◆ What the task requires:
Scan the data below and pick out the lines containing the word "instance".

◆ Provided data:
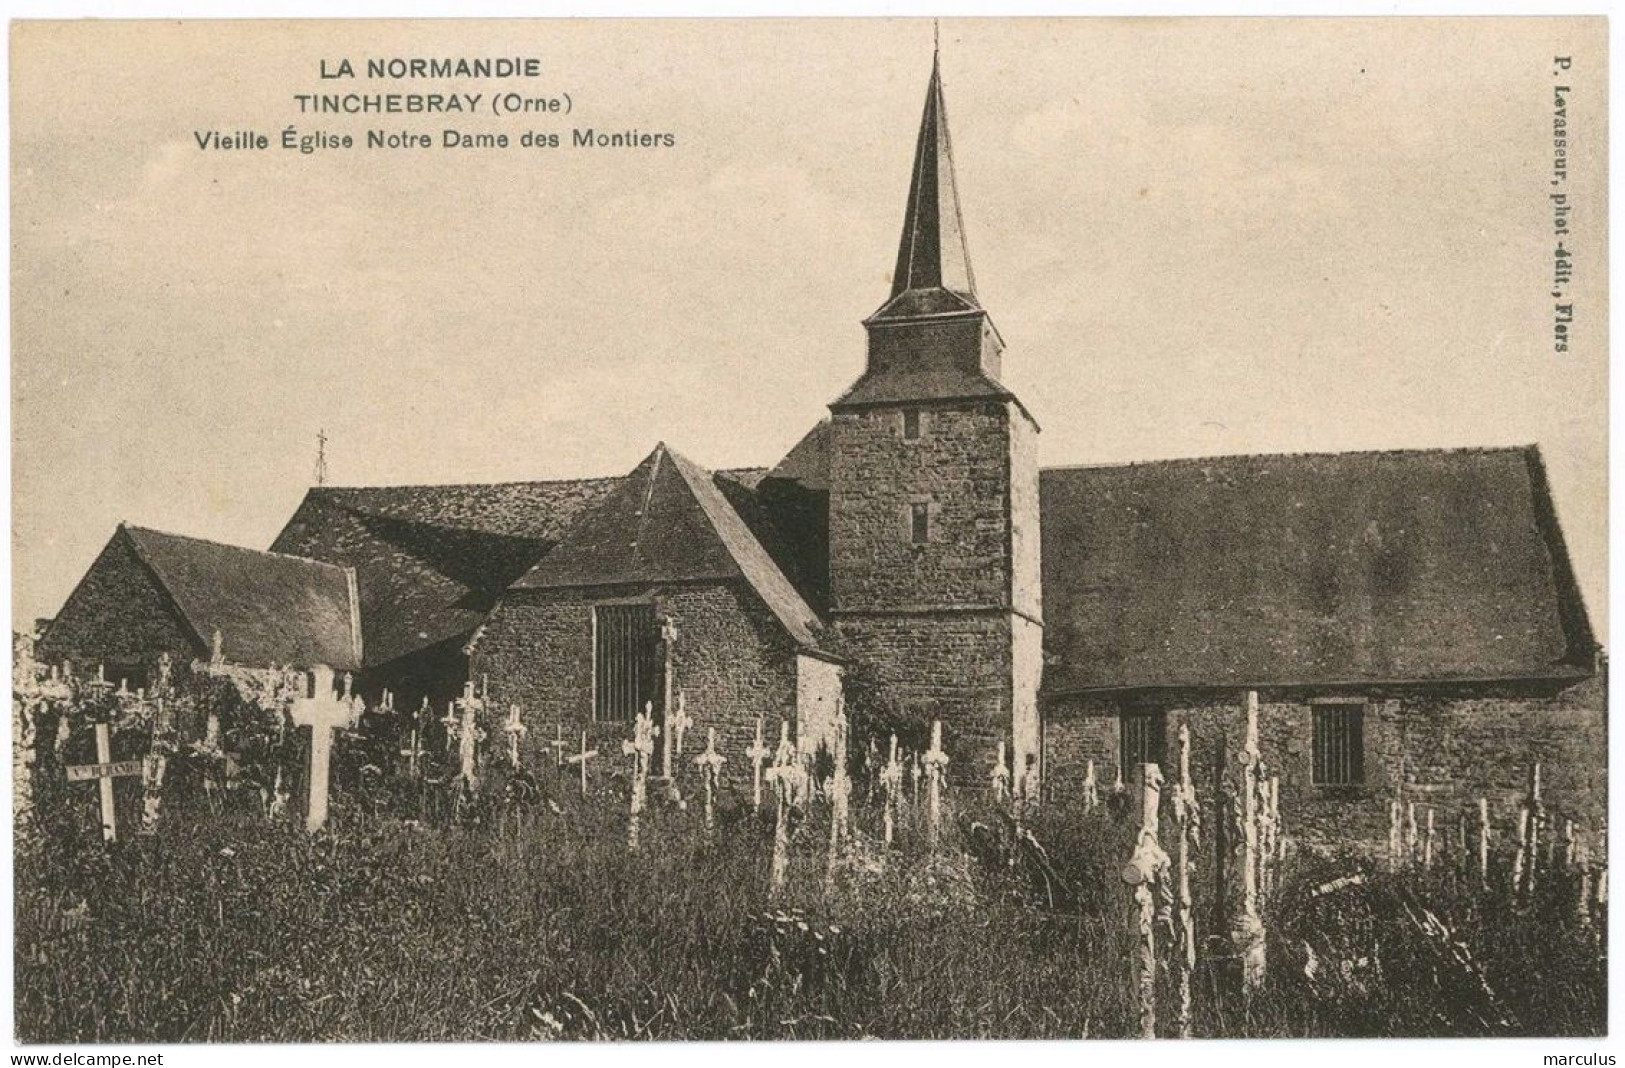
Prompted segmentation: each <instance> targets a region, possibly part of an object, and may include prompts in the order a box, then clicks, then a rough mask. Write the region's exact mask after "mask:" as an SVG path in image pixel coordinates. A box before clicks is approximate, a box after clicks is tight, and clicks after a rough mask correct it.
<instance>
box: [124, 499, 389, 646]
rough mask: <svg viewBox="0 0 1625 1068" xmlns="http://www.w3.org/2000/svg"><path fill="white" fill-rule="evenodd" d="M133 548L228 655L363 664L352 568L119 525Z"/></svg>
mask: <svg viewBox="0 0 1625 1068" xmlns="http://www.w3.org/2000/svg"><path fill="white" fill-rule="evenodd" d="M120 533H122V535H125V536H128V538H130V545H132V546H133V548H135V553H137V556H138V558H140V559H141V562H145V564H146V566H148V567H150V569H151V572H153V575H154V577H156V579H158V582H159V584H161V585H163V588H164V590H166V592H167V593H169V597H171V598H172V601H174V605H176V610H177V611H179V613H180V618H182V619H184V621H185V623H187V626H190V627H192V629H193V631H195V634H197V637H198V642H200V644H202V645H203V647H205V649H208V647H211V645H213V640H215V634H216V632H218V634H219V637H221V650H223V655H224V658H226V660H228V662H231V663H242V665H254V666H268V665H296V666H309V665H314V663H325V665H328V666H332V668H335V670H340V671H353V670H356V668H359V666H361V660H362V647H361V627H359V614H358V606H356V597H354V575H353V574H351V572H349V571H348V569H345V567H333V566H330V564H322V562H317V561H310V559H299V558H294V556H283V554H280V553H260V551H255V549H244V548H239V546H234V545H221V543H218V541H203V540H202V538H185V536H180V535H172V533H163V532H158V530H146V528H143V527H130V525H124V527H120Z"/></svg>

◆ Answer section:
Prompted segmentation: each <instance> targets a region, possibly part of an object, and may include prompts in the order a box, then clicks, then a rough mask. Write the region's exact mask after "mask:" as an SVG path in image pixel coordinates. A box before clicks is approximate, a box after clicks is tight, and clicks after a rough mask correct it.
<instance>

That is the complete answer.